### Exercise goal:
Search the records that follow and extract every line containing the string "raised".

--- Data records Enclosed Below ---

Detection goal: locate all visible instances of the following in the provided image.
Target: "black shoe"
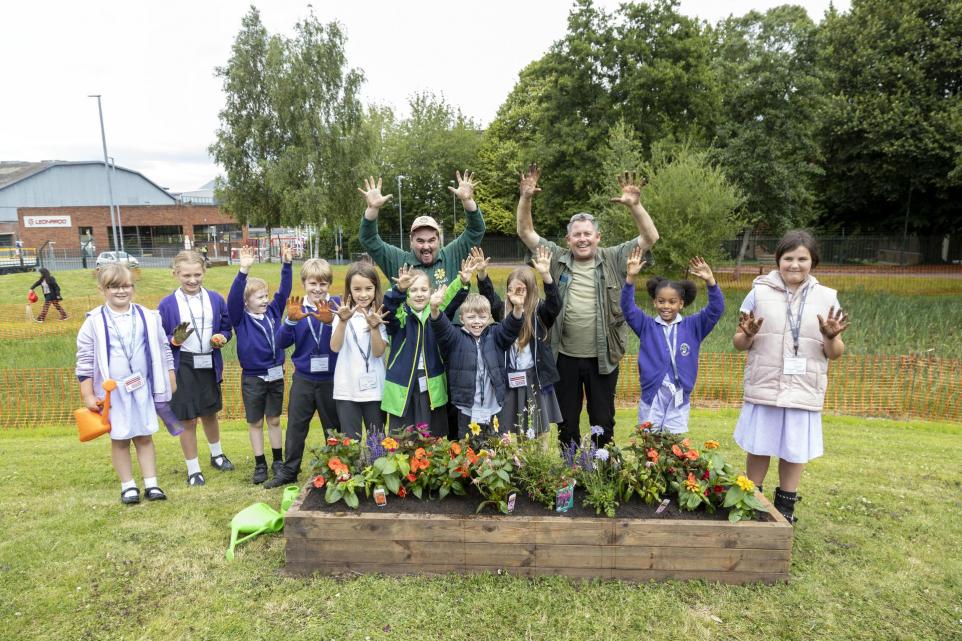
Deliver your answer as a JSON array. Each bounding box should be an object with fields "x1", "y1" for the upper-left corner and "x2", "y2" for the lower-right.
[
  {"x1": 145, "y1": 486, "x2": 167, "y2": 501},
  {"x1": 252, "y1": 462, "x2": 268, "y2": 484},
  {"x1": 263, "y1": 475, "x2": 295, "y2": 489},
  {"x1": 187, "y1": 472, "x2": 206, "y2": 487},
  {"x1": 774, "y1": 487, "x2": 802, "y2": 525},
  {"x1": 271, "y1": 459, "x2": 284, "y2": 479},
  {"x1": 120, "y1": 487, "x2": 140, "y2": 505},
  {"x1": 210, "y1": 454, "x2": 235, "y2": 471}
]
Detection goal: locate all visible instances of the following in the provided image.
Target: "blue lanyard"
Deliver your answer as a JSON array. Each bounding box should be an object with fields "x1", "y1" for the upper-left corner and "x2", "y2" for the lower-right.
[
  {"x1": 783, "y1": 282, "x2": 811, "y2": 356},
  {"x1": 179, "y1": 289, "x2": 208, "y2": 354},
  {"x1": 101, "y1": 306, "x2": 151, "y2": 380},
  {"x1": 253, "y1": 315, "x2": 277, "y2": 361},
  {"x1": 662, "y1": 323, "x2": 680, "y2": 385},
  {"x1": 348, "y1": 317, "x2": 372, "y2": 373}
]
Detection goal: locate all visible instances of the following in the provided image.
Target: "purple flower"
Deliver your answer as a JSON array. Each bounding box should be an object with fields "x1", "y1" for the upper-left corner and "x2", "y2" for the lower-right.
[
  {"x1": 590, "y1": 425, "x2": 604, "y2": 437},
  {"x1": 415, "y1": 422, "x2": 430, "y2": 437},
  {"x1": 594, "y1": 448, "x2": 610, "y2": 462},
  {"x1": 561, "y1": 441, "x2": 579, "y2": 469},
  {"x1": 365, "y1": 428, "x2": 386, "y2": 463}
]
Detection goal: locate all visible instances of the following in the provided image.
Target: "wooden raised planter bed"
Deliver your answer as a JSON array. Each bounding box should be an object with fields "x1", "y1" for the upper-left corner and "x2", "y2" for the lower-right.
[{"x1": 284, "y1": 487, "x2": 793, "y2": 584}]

--- End of Enclosed Data records ---
--- Data records Enclosed Below ---

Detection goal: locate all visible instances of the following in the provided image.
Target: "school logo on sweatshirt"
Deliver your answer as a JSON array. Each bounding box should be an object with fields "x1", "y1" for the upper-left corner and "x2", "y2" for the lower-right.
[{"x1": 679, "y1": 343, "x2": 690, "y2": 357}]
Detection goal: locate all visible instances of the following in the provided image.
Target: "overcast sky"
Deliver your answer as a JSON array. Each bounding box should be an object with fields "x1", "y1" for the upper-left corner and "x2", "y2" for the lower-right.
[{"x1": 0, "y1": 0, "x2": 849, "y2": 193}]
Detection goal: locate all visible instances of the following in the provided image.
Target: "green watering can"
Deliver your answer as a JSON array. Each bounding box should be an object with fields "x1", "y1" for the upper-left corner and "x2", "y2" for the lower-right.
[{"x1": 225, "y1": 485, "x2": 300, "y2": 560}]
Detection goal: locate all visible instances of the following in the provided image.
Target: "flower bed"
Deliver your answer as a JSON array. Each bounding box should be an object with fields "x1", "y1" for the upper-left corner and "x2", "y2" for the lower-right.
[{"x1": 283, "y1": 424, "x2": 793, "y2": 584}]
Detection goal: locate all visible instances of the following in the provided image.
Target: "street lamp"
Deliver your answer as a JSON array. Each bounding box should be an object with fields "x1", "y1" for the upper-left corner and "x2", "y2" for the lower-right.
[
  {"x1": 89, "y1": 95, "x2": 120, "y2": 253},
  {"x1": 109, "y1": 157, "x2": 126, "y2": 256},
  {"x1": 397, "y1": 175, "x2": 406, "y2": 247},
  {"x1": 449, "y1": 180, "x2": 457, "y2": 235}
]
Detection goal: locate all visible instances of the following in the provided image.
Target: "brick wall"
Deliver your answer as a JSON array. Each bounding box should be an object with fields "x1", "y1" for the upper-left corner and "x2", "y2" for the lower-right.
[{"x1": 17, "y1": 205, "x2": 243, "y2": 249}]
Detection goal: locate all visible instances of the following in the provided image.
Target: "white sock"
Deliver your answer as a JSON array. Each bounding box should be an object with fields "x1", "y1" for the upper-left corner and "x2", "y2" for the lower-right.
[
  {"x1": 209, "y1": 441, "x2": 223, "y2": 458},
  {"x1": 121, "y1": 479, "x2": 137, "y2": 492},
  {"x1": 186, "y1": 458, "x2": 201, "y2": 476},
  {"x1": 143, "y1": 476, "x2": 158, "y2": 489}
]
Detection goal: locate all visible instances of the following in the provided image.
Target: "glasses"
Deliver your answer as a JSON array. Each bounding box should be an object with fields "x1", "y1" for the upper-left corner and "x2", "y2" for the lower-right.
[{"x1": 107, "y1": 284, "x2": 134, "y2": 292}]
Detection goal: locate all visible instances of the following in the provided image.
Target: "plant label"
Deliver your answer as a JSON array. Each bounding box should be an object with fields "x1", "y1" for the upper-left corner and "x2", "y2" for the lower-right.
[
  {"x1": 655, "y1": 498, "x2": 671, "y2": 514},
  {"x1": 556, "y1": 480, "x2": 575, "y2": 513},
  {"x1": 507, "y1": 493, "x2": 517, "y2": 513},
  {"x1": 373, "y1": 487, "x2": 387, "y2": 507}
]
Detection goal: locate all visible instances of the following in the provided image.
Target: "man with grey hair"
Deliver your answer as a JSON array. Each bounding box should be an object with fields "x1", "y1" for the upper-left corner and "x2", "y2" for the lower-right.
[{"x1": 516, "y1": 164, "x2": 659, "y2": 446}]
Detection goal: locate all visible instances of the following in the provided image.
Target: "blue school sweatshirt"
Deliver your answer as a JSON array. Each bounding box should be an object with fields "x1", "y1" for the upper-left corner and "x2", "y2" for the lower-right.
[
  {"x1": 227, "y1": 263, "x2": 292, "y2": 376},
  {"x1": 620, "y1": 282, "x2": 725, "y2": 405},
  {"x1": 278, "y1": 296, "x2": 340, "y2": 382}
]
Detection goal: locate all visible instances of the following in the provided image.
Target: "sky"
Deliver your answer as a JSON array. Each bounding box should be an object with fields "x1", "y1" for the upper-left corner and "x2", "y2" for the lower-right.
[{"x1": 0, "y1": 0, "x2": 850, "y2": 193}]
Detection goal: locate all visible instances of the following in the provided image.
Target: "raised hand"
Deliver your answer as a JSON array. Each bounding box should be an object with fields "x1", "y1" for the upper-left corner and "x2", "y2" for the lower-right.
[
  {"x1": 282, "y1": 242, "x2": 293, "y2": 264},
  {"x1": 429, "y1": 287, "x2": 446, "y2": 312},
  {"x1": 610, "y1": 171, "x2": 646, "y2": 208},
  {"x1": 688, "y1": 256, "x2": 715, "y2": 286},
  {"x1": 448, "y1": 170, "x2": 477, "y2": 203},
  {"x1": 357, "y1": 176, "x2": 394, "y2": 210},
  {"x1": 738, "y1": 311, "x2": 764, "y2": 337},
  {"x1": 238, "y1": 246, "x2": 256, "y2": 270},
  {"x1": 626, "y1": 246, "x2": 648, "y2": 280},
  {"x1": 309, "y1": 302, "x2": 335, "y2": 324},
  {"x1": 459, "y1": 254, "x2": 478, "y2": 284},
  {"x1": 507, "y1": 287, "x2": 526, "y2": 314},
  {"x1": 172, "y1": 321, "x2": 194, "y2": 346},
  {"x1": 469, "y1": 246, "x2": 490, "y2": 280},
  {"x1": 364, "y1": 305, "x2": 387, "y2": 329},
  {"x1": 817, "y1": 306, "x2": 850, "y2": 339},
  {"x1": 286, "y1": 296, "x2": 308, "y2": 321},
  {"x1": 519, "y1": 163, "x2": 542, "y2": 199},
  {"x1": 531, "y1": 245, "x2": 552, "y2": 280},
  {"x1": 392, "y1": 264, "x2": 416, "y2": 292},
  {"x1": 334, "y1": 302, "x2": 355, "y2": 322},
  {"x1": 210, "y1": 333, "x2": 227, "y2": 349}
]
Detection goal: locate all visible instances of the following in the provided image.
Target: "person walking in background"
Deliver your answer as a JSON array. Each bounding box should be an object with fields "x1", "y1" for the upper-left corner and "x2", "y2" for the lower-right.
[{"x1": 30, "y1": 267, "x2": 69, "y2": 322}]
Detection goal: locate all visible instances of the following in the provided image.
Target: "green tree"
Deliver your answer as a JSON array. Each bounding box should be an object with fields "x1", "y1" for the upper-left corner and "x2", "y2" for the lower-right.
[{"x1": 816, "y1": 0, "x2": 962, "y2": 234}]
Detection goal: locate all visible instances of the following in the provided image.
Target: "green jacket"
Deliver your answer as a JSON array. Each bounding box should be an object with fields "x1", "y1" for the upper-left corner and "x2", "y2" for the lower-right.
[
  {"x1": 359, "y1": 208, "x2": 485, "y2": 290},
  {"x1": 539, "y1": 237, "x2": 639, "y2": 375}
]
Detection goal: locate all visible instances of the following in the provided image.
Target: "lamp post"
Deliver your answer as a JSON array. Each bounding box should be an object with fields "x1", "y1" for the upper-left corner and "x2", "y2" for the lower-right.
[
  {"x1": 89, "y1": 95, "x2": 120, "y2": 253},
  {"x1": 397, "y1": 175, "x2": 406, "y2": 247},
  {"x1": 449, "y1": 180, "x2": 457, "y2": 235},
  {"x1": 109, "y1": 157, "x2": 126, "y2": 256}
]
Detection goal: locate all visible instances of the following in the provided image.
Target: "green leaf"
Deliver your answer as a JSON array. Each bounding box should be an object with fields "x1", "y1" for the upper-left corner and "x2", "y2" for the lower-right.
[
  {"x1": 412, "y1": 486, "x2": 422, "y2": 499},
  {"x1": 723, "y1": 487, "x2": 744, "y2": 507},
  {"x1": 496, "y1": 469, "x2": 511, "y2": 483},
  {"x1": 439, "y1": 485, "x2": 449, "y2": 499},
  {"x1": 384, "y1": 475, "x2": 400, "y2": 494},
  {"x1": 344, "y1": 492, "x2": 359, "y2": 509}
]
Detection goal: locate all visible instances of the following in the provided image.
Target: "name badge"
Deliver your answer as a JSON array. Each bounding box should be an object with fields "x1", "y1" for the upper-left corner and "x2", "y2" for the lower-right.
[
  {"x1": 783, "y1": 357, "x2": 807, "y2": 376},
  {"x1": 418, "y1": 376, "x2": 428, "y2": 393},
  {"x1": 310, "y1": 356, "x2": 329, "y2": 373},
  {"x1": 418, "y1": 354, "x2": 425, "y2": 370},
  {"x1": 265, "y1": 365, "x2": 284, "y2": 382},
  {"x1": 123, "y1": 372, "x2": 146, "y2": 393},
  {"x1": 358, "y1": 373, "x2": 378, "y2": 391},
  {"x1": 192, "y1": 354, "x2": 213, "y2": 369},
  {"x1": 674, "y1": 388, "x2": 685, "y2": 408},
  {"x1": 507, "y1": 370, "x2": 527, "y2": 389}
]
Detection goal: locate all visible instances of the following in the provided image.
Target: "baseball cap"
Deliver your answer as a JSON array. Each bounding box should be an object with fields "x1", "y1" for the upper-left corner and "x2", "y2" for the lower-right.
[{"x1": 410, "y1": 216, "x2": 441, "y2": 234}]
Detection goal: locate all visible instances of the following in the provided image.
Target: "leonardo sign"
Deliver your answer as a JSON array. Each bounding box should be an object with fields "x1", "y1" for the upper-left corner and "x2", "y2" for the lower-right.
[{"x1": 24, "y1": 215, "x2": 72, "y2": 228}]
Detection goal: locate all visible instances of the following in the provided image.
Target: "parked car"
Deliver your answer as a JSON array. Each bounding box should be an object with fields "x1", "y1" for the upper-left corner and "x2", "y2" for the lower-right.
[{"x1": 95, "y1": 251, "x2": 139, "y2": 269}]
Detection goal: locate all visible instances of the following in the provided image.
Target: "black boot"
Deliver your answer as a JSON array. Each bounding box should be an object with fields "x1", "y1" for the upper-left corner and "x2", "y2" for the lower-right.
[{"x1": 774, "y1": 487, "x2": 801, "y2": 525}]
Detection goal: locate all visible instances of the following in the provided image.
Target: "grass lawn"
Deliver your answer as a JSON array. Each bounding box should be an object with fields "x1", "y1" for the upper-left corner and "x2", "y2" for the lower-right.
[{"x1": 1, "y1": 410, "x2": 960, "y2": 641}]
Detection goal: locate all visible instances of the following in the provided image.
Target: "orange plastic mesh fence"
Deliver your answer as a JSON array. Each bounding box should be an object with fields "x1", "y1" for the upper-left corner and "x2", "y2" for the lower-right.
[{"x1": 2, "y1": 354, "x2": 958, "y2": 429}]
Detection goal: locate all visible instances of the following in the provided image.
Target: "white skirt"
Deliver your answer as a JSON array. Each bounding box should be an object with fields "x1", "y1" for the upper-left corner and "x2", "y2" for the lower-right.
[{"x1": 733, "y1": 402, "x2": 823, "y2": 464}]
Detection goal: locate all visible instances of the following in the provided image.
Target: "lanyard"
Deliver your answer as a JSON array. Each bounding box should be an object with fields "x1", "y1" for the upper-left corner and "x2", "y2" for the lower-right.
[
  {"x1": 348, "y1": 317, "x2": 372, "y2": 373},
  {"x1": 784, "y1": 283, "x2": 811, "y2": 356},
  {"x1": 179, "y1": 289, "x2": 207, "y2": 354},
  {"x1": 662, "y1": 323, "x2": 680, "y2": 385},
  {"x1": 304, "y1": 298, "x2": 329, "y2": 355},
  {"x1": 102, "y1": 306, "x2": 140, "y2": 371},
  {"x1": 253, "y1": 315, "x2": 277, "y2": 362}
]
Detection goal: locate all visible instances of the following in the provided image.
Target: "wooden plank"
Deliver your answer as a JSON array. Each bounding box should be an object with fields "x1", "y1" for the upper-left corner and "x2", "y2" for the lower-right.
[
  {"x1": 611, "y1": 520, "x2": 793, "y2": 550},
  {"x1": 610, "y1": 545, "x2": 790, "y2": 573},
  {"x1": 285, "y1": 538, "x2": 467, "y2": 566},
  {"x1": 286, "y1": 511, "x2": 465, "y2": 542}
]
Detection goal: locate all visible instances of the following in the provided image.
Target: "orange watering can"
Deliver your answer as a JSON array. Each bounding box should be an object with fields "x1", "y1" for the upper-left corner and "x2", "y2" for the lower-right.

--- End of Enclosed Data records ---
--- Data records Enclosed Below ---

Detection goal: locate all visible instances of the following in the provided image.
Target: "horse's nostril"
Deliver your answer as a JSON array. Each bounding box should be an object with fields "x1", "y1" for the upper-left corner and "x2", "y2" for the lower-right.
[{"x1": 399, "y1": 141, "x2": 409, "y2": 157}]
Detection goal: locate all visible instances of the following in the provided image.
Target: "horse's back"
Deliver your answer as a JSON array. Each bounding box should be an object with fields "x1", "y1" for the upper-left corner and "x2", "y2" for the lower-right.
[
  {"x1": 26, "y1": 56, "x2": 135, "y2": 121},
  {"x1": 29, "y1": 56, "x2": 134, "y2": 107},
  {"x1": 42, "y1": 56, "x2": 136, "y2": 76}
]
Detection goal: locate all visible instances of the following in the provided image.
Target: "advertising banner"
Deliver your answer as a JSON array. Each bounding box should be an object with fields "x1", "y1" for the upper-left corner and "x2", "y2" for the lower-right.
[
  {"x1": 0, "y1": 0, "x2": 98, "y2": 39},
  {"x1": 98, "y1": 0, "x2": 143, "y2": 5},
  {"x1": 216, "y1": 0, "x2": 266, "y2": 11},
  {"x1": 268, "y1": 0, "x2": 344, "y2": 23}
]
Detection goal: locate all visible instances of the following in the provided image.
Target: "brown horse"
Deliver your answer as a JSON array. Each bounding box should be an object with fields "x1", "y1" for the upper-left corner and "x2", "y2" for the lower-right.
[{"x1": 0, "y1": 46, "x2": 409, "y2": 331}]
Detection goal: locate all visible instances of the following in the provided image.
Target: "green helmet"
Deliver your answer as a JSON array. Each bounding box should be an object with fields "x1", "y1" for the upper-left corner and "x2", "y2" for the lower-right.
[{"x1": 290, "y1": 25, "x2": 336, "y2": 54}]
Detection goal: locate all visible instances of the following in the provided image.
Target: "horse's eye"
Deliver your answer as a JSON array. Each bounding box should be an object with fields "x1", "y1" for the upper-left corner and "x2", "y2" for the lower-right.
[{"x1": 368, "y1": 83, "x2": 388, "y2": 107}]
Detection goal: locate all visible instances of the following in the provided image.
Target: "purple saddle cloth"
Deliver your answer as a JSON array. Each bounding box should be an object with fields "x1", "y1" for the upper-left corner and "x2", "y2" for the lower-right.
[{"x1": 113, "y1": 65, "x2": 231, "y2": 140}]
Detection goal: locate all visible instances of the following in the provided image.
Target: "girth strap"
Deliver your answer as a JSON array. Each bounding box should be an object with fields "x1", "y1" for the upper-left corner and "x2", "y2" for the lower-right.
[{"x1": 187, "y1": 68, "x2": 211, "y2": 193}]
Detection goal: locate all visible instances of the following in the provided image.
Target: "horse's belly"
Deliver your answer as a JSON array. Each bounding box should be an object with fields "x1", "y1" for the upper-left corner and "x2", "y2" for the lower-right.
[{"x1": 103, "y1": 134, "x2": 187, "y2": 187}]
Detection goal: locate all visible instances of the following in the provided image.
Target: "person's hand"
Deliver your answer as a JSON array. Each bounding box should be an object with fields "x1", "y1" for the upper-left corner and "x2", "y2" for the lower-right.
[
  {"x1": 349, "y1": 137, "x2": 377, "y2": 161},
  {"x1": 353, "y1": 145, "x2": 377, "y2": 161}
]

--- End of Enclosed Data records ---

### Response:
Target: "wooden raised planter bed"
Target: "raised hand"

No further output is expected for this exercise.